### 本文抜粋
症状・食生活とも安定期に入りつつある中に起きた、失敗やハプニングを書きたいと思います。 第一弾は、ギョーザコンタミ事件です(コンタミ=意図しない物質が混入)。

最初はアレルギー、中盤は豚と魚粉の関係、最後はアニサキスアレルギーの難しさについて書きます。


1. 発端

冷凍餃子は食べられなくなったので、フードプロセッサーで自分で餃子を作ることにしました(「自分で作るよ」反骨精神)。

餃子の皮の原材料は大丈夫そうなので、皮は既製品を購入。私用の野菜の具と、家族用の豚入りの具、2種類を作りました。

皮に包み完成。フライパンで焼く際、家族用6個と私用3個を別々に2回焼くのは面倒だと思いました。「大きなフライパンだから端に置けば大丈夫だろう」と、一緒に調理しました。

2.結果

食後1時間くらいで蕁麻疹「やっぱり出ちゃった」。フライパンの中で、豚エキスが流れ出し、私の大切な野菜餃子にコンタミした模様。 

翌日、野菜餃子だけで作ってみた所、症状は出ず、調理の仕方が問題だったと判明。
######
### 対象データ
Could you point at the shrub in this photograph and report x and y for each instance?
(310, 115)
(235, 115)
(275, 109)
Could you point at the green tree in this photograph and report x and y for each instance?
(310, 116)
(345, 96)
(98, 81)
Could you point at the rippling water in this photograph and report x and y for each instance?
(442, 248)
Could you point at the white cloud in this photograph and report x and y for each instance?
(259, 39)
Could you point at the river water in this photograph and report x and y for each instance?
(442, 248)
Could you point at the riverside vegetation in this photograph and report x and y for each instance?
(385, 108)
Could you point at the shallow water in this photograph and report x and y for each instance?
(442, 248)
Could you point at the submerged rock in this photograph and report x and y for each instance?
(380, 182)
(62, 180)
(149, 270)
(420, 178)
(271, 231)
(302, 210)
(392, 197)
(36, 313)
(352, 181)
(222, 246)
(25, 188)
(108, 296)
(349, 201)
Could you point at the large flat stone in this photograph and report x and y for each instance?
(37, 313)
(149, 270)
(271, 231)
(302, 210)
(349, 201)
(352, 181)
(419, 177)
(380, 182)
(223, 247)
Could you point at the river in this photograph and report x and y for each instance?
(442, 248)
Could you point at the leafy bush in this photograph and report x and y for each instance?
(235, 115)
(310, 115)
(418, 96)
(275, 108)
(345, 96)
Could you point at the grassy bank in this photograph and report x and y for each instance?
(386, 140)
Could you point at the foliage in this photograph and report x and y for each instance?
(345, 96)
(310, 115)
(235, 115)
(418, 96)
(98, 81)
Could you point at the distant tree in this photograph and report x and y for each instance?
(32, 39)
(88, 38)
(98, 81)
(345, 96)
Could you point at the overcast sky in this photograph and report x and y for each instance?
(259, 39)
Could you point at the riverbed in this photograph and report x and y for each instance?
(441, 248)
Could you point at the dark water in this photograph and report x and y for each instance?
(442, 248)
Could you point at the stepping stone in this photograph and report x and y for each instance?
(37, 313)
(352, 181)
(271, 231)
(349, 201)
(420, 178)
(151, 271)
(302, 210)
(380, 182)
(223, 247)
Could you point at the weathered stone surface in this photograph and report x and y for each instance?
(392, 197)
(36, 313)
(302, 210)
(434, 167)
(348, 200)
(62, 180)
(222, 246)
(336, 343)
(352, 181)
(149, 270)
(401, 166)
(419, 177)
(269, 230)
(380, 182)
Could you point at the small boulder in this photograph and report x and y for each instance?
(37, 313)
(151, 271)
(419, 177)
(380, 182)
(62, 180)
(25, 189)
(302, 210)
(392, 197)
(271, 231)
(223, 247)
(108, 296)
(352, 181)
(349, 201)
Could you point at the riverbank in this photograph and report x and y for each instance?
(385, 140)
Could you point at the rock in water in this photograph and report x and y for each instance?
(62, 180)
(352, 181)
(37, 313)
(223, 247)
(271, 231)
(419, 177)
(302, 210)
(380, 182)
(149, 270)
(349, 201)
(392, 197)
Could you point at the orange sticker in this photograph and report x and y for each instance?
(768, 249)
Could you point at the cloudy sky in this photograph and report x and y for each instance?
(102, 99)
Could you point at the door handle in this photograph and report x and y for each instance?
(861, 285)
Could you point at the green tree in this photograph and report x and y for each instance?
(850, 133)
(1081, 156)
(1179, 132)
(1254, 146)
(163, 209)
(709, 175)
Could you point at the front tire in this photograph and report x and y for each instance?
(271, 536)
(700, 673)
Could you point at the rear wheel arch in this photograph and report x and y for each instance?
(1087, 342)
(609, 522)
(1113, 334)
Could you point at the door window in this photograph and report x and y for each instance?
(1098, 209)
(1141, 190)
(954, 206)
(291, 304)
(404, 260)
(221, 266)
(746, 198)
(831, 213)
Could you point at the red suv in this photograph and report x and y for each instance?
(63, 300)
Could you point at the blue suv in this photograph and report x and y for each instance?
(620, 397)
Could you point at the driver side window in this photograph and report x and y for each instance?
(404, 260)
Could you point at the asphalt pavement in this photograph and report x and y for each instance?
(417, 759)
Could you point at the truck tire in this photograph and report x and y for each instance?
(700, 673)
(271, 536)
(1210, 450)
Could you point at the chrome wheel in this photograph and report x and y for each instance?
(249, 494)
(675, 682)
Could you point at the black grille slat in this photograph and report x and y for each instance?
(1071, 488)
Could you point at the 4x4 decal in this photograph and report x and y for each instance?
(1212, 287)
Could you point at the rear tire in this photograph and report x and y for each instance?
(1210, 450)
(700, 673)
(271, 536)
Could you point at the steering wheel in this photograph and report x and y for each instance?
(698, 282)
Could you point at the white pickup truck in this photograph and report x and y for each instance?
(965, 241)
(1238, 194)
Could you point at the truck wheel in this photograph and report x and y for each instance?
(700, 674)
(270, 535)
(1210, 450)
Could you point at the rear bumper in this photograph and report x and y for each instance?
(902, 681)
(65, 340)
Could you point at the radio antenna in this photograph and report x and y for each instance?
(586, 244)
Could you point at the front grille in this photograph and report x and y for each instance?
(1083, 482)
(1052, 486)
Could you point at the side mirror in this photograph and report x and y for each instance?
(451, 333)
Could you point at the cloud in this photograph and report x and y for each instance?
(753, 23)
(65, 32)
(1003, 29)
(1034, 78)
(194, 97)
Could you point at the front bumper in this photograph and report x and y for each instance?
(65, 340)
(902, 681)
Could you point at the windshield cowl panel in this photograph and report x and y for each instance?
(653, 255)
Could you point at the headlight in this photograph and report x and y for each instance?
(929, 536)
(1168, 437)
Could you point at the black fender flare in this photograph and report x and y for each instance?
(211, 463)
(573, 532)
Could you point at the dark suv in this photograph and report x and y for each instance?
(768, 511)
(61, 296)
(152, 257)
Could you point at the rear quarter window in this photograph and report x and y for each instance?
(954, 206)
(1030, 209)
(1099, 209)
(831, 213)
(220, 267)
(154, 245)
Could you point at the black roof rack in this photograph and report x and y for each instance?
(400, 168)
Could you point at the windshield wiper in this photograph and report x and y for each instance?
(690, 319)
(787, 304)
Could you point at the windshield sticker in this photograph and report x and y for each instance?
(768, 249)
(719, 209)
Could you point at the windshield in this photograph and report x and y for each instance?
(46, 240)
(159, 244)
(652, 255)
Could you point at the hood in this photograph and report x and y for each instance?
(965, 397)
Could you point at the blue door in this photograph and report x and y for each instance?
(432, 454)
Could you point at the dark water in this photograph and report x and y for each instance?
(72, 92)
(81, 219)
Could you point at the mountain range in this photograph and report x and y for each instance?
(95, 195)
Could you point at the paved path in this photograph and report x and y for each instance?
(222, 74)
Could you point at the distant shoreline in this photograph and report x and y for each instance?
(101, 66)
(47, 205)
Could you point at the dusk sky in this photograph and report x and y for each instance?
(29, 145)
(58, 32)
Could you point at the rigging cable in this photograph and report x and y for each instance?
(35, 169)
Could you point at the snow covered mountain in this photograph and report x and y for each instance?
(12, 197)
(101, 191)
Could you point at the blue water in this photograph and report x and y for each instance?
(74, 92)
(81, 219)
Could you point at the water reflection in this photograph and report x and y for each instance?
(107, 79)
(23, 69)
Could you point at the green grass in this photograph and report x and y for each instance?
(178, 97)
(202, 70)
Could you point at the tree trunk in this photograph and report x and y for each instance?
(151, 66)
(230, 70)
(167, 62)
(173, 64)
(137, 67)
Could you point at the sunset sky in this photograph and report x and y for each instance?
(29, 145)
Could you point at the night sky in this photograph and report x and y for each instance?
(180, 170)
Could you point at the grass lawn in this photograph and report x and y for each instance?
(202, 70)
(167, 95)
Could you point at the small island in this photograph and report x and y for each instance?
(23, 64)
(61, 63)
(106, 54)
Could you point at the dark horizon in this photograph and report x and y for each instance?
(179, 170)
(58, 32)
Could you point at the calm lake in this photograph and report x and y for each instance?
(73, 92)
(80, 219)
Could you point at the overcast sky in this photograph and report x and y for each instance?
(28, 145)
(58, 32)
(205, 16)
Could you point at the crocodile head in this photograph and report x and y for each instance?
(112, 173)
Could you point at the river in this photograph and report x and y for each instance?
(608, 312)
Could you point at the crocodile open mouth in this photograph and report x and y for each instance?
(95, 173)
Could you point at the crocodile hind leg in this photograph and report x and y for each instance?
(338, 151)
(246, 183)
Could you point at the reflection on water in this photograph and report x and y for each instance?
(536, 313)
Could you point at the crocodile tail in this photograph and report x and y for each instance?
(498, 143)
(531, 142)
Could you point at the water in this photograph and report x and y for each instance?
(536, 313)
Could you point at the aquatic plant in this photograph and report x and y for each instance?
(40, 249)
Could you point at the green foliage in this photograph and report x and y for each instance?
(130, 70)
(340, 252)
######
課題の指示.
(1) 本文抜粋の一文「翌日、野菜餃子だけで作ってみた所、症状は出ず、調理の仕方が問題だったと判明。」を英語に訳してください。
(2) 本文抜粋によると、蕁麻疹が出たのは食後どのくらいたってからですか。

解答.
(1) The next day, when I tried making only the vegetable gyoza, no symptoms appeared, and it became clear that the way they had been cooked was the problem.

(2) 食後1時間くらい。